The squadron's arrival next week is timed to coincide with Russian President Dmitry Medvedev's planned trip to Venezuela and other Latin American nations. Venezuelan President Hugo Chavez, an unbridled critic of the U.S. policy, said his nation needs a strong friendship with Russia to reduce U.S. influence and keep the peace in the region.

Limited capacity
Some experts, though, question the military value of the exercise.

"The Kremlin is continuing its anti-American course in the 19th-century style," said Alexander Golts, an independent military analyst. "But it makes no sense militarily. A couple of ships struggling to make it to South America aren't going to strengthen Russia's posture against the United States."

Medvedev vowed in September that Russia will follow up on the Venezuelan cruise with other maneuvers worldwide. But its navy capability is limited.

*Job 1*:
Answer these questions from the article on Russia's naval visit to Venezuela, one per line:
(a) Whose planned trip is the squadron's arrival timed to match?
(b) How is Alexander Golts described?
(c) In what month did Medvedev promise more maneuvers around the world?
*Job 2*:
Decide whether each statement agrees with the article on Russia's naval visit to Venezuela. Give yes or no, and quote the words that decide it.
(a) Chavez says his country needs close ties with Russia to cut U.S. influence.
(b) Golts thinks the exercise makes good military sense.
(c) The article calls Russia's navy capability broad.
*Job 3*:
Write the next part of the article on Russia's naval visit to Venezuela, picking up after its last sentence.

*Data excerpts*:

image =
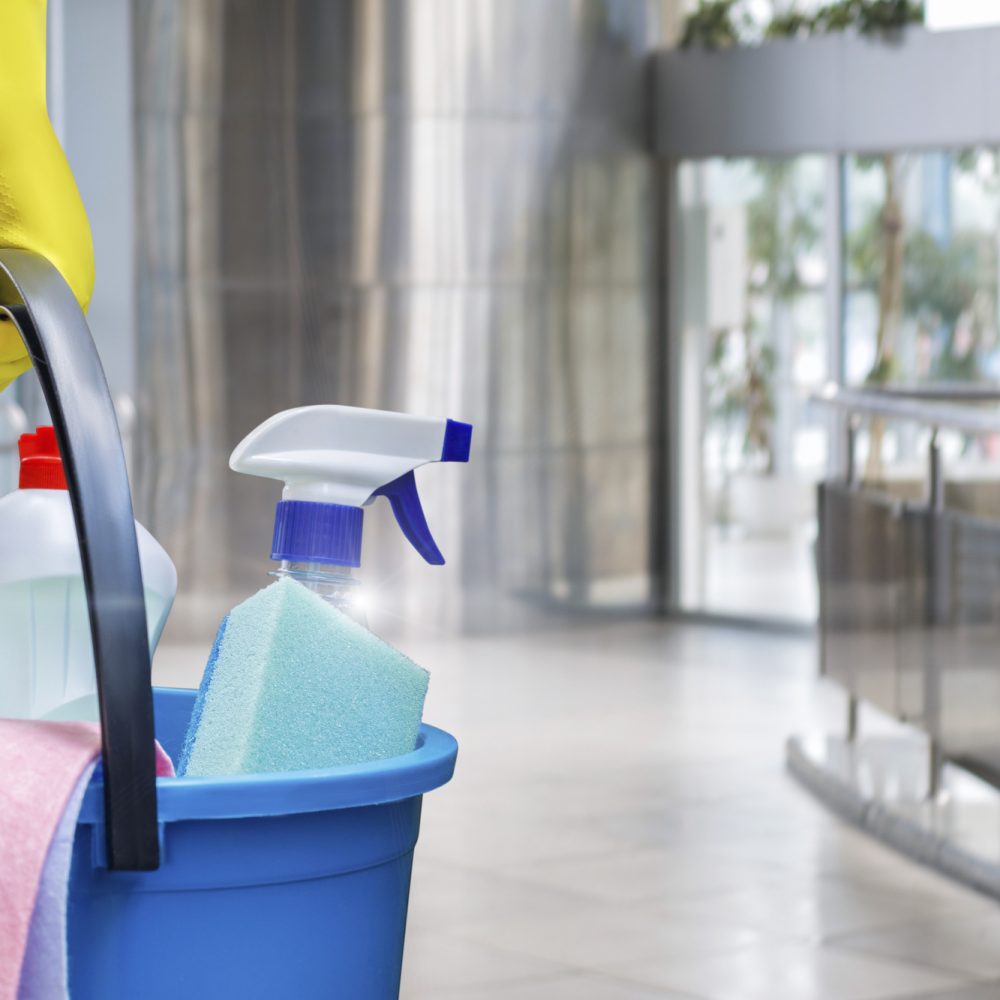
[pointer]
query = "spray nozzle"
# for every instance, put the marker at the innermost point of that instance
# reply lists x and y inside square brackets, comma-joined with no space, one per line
[335,460]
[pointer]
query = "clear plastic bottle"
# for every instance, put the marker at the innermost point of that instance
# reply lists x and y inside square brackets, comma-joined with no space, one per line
[46,656]
[337,585]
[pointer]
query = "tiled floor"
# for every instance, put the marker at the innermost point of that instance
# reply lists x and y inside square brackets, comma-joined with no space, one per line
[621,827]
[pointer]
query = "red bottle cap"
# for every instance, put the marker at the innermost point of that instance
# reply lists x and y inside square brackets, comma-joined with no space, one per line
[41,464]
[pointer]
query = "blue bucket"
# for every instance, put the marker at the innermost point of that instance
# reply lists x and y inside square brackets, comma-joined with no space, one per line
[278,887]
[270,886]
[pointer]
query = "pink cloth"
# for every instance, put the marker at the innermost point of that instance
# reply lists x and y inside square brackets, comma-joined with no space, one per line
[41,765]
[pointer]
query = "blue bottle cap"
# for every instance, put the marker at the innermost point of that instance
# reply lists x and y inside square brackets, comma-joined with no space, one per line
[305,531]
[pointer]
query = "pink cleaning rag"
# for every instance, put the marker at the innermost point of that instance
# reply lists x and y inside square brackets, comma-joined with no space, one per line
[42,770]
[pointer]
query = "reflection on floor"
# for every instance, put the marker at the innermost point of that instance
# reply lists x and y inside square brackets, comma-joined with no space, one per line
[621,828]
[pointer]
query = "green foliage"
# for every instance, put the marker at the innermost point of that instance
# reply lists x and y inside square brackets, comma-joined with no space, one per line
[744,390]
[714,25]
[717,24]
[950,288]
[781,227]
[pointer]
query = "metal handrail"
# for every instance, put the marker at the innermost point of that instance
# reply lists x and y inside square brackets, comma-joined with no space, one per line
[917,404]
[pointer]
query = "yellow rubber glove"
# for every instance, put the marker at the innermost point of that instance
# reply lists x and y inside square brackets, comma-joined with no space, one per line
[40,207]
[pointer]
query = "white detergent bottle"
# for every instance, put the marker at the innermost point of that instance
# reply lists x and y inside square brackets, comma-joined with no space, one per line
[46,657]
[334,461]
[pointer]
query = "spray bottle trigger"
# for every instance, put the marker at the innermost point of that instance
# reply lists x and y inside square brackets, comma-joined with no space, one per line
[405,501]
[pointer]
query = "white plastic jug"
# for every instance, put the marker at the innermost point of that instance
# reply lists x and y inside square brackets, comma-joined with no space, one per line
[46,657]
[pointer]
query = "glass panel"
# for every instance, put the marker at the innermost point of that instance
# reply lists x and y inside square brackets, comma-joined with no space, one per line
[754,341]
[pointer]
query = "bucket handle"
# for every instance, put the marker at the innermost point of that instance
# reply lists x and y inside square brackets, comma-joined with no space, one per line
[35,297]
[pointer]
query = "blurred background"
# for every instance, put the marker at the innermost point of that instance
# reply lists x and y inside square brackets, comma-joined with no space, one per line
[458,209]
[717,284]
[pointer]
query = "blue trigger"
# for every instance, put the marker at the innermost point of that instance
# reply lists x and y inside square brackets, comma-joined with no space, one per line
[402,495]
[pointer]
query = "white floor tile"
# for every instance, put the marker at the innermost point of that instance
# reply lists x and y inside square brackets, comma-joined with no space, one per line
[793,972]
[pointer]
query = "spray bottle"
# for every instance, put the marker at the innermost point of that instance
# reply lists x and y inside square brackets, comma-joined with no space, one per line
[335,461]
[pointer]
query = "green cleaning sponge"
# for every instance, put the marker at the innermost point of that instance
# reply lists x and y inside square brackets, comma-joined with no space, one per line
[292,684]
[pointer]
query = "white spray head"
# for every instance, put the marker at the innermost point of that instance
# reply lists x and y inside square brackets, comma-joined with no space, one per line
[333,461]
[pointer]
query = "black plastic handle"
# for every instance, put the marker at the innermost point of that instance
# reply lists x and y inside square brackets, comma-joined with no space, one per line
[36,298]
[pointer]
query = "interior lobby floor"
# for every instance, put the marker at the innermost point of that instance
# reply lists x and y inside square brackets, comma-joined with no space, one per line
[621,827]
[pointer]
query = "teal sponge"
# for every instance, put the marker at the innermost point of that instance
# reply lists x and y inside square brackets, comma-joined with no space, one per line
[293,684]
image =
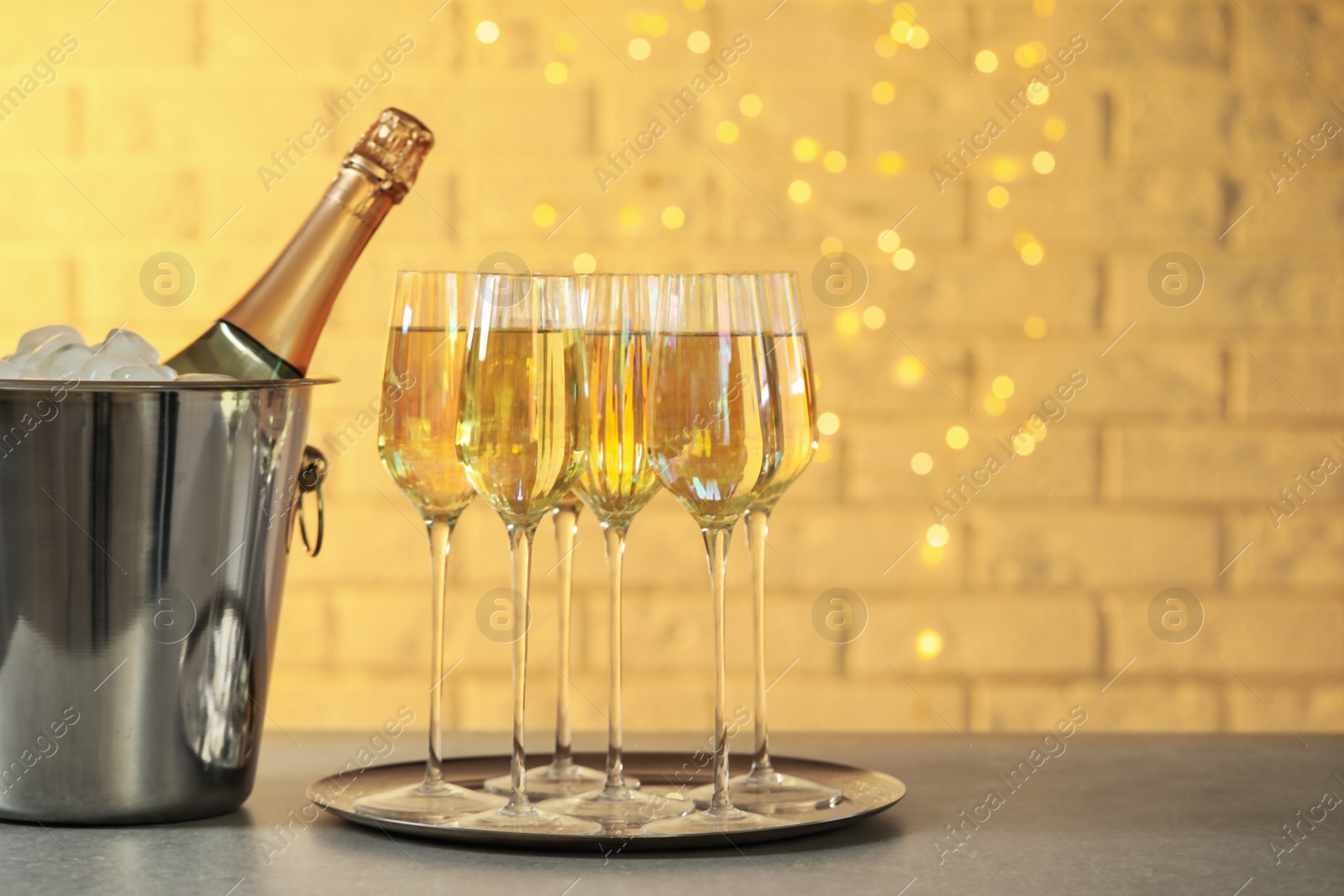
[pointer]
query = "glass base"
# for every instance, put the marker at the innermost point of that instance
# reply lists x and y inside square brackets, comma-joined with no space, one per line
[528,820]
[416,802]
[770,792]
[707,821]
[622,810]
[549,782]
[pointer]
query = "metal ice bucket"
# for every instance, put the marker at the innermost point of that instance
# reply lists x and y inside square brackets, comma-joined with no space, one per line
[144,531]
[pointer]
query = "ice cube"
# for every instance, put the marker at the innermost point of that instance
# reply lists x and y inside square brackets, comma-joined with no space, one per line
[35,338]
[123,342]
[38,356]
[100,367]
[65,363]
[138,374]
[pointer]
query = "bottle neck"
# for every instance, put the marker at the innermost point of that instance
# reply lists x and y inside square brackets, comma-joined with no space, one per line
[286,309]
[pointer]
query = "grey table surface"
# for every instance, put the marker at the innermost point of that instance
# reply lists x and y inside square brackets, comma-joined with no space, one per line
[1109,815]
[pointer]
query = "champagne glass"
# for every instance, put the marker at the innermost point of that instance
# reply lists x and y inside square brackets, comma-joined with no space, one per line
[712,448]
[521,437]
[418,422]
[617,481]
[790,383]
[561,775]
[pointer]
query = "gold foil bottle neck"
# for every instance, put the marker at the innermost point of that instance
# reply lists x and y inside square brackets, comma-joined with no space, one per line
[393,149]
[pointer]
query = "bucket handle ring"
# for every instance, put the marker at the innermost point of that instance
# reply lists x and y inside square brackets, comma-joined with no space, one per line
[311,474]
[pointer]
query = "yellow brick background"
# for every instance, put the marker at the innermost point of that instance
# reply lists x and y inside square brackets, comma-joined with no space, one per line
[154,132]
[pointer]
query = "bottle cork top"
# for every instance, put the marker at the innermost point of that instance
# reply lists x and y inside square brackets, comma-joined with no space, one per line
[393,149]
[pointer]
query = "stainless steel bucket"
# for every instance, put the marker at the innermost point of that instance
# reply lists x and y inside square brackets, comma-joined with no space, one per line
[144,531]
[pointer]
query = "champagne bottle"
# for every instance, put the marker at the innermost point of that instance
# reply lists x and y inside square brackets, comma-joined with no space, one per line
[273,329]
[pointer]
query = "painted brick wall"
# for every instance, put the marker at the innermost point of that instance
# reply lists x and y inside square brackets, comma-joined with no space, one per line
[1162,134]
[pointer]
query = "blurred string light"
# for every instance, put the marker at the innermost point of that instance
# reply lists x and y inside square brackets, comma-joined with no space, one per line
[806,148]
[1028,249]
[543,215]
[891,163]
[929,644]
[909,371]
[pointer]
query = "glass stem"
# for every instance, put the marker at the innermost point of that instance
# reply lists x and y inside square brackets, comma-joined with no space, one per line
[521,551]
[615,730]
[759,527]
[717,544]
[440,539]
[566,517]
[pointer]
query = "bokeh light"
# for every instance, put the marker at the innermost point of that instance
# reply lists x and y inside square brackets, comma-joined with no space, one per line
[487,31]
[911,371]
[927,644]
[543,215]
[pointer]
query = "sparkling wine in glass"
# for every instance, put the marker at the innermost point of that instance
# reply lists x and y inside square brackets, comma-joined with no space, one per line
[617,481]
[522,438]
[792,399]
[712,445]
[417,425]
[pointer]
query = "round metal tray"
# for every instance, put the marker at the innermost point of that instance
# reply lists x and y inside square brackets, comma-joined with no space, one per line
[866,793]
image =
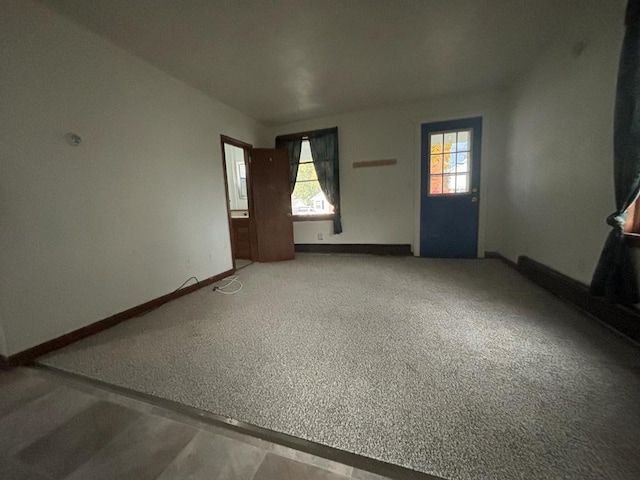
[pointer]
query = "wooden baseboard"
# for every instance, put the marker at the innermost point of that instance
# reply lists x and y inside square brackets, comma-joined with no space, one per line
[625,320]
[29,355]
[369,248]
[502,258]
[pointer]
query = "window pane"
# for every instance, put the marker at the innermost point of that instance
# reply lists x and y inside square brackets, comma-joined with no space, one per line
[436,143]
[450,142]
[449,165]
[449,184]
[305,152]
[436,164]
[435,186]
[306,171]
[462,162]
[308,199]
[463,140]
[462,183]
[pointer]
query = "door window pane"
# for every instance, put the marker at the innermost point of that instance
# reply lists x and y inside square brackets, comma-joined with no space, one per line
[436,164]
[449,184]
[450,162]
[462,183]
[462,162]
[435,187]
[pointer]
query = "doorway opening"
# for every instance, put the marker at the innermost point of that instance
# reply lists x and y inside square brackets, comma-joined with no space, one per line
[235,159]
[450,188]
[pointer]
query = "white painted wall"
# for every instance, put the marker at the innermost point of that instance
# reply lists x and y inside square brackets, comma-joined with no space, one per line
[127,216]
[233,157]
[380,205]
[559,184]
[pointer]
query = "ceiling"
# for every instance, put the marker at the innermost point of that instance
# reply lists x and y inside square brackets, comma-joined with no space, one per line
[285,60]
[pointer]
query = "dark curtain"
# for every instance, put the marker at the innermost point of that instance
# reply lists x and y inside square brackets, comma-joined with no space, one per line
[293,146]
[324,150]
[615,276]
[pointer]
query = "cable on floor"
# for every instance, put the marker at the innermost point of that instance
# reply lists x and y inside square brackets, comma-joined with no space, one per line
[169,299]
[232,279]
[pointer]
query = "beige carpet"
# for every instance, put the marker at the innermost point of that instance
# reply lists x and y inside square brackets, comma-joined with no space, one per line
[459,368]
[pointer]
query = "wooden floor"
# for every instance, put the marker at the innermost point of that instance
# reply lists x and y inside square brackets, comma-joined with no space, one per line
[52,427]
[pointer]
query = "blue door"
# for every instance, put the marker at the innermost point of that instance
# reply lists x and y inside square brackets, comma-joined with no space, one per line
[450,188]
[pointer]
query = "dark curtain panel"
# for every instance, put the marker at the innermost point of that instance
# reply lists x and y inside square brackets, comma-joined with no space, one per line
[293,146]
[615,276]
[324,150]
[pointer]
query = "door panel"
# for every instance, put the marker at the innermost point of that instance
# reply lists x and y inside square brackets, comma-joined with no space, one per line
[450,188]
[269,183]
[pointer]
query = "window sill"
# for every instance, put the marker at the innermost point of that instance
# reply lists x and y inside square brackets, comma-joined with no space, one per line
[633,239]
[311,218]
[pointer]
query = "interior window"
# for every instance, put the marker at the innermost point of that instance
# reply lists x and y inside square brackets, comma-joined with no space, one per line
[307,197]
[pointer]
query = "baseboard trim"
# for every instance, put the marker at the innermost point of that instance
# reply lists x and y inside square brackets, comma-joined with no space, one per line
[621,318]
[368,248]
[29,355]
[624,319]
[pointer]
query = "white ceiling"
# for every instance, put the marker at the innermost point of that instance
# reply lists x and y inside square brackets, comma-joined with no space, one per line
[285,60]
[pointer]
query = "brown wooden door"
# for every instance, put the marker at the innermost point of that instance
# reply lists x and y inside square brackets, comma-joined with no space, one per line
[269,178]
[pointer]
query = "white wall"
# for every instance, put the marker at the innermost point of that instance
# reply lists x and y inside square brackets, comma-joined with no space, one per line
[559,185]
[127,216]
[378,203]
[233,157]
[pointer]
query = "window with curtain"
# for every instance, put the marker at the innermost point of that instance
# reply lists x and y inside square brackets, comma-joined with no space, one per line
[315,180]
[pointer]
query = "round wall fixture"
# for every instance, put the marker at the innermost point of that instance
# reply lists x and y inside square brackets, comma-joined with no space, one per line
[73,139]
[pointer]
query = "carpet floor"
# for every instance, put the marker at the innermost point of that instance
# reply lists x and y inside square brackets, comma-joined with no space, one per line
[458,368]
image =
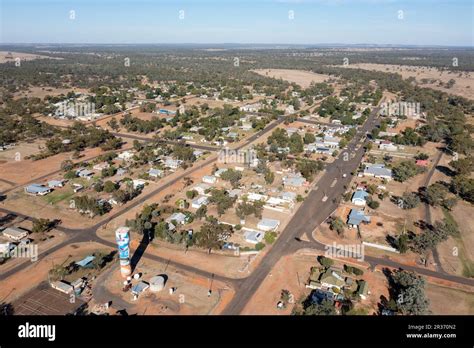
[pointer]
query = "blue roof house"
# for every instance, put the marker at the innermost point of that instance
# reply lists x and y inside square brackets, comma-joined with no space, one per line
[359,197]
[37,189]
[356,217]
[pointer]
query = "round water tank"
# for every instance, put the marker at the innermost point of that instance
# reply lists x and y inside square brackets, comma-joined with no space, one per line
[157,283]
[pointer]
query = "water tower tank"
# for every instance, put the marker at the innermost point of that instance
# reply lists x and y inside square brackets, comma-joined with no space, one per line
[157,283]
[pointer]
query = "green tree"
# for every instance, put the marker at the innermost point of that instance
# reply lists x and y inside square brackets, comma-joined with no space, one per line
[337,225]
[212,235]
[326,307]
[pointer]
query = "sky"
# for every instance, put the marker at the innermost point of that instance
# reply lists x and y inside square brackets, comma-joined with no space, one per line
[398,22]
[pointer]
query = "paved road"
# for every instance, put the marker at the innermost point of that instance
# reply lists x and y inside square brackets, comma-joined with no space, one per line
[89,233]
[309,121]
[170,142]
[311,214]
[428,219]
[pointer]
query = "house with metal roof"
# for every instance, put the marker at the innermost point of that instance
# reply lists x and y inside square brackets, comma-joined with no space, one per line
[288,196]
[179,218]
[201,188]
[378,171]
[172,163]
[356,217]
[220,171]
[37,189]
[363,289]
[254,237]
[209,179]
[14,233]
[155,173]
[294,181]
[199,202]
[85,173]
[266,224]
[86,262]
[56,183]
[332,279]
[360,197]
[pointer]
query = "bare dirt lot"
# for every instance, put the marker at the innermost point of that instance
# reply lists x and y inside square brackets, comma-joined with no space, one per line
[300,77]
[190,296]
[11,56]
[292,272]
[41,92]
[447,301]
[19,283]
[428,77]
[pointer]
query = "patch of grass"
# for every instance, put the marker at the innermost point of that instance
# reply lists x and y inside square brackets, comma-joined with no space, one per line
[467,264]
[58,196]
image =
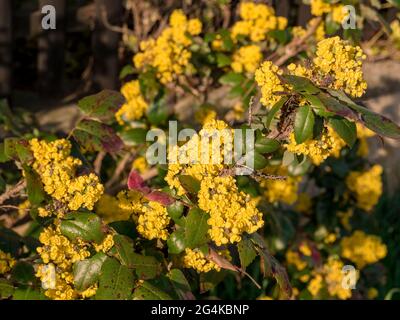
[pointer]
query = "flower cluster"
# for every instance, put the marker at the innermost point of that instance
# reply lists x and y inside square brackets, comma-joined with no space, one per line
[329,144]
[199,157]
[135,105]
[152,217]
[267,78]
[363,249]
[299,32]
[329,276]
[343,62]
[367,186]
[257,21]
[197,260]
[57,170]
[232,213]
[109,210]
[169,54]
[246,59]
[321,7]
[58,255]
[6,262]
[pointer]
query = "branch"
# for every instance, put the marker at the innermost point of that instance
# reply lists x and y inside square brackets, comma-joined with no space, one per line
[297,44]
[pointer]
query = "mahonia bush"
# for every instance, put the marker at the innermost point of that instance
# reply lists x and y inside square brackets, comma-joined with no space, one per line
[102,211]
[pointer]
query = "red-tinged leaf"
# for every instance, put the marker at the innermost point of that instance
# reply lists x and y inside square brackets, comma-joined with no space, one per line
[97,136]
[160,197]
[136,182]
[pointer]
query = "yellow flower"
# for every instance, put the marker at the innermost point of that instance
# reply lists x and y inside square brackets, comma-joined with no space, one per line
[108,208]
[197,260]
[267,78]
[363,249]
[304,203]
[284,191]
[246,59]
[367,186]
[372,293]
[106,245]
[232,213]
[169,54]
[257,21]
[135,106]
[321,7]
[140,164]
[6,262]
[57,170]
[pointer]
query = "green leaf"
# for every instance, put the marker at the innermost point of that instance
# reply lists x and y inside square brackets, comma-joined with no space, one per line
[147,291]
[334,106]
[86,272]
[3,156]
[301,84]
[231,78]
[247,254]
[190,184]
[223,60]
[146,267]
[317,105]
[176,242]
[304,124]
[28,293]
[346,129]
[17,149]
[115,281]
[83,225]
[6,289]
[196,228]
[102,105]
[274,110]
[93,135]
[265,145]
[34,186]
[373,121]
[134,137]
[180,284]
[126,228]
[158,112]
[175,211]
[259,161]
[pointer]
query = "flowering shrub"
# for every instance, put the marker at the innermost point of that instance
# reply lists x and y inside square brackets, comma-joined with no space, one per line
[107,221]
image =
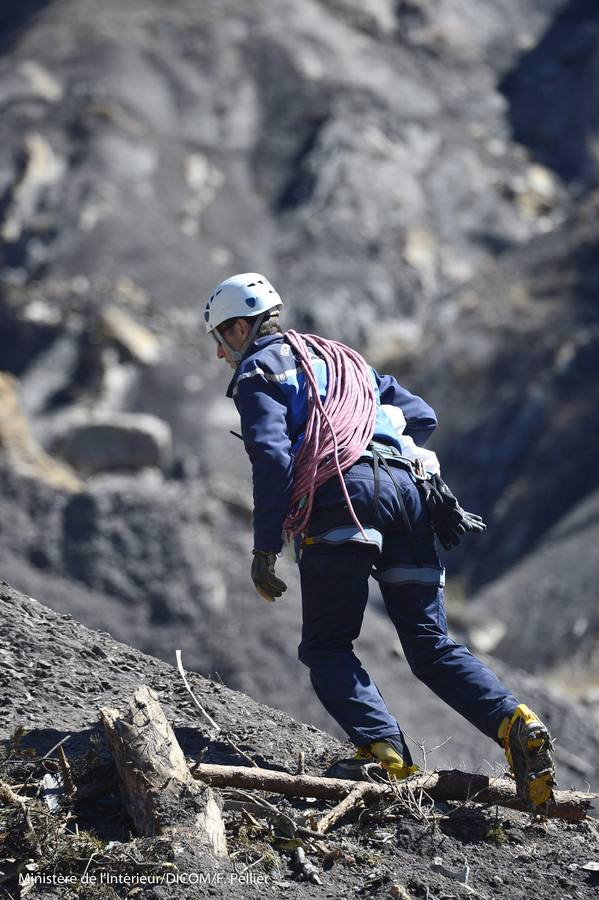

*Expected output 1*:
(a) Russian President Dmitry Medvedev's planned trip to Venezuela and other Latin American nations.
(b) As an independent military analyst.
(c) September.

*Expected output 2*:
(a) Yes: "his nation needs a strong friendship with Russia to reduce U.S. influence"
(b) No: "But it makes no sense militarily."
(c) No: "But its navy capability is limited."

*Expected output 3*:
"Russia simply lacks ships for the purpose," said Alexander Khramchikhin, a top analyst with Moscow-based Institute for Political and Military Analysis, an independent think-tank.

He and other analysts say that the Peter the Great and its destroyer escort, the Admiral Chabanenko, are among a few vessels in the Russian navy capable of long ocean cruises.

Deadly accident
The construction of the Peter the Great began before the 1991 Soviet collapse but was completed a decade later. It was designed to destroy aircraft carriers with an array of supersonic cruise missiles. It's the largest ship in the Russian fleet and the only surface vessel powered by a nuclear reactor, which gives it enormous range and autonomy.

The cruiser suffered a deadly accident in 1996 when a high-pressure steam line ruptured, killing four seamen. In 2004, the Russian navy chief abruptly declared the ship so decrepit it could explode any moment.

Adm. Vladimir Kuroyedov quickly retracted his words, saying he was misquoted, and some media attributed the statement to a personal conflict with the cruiser's captain.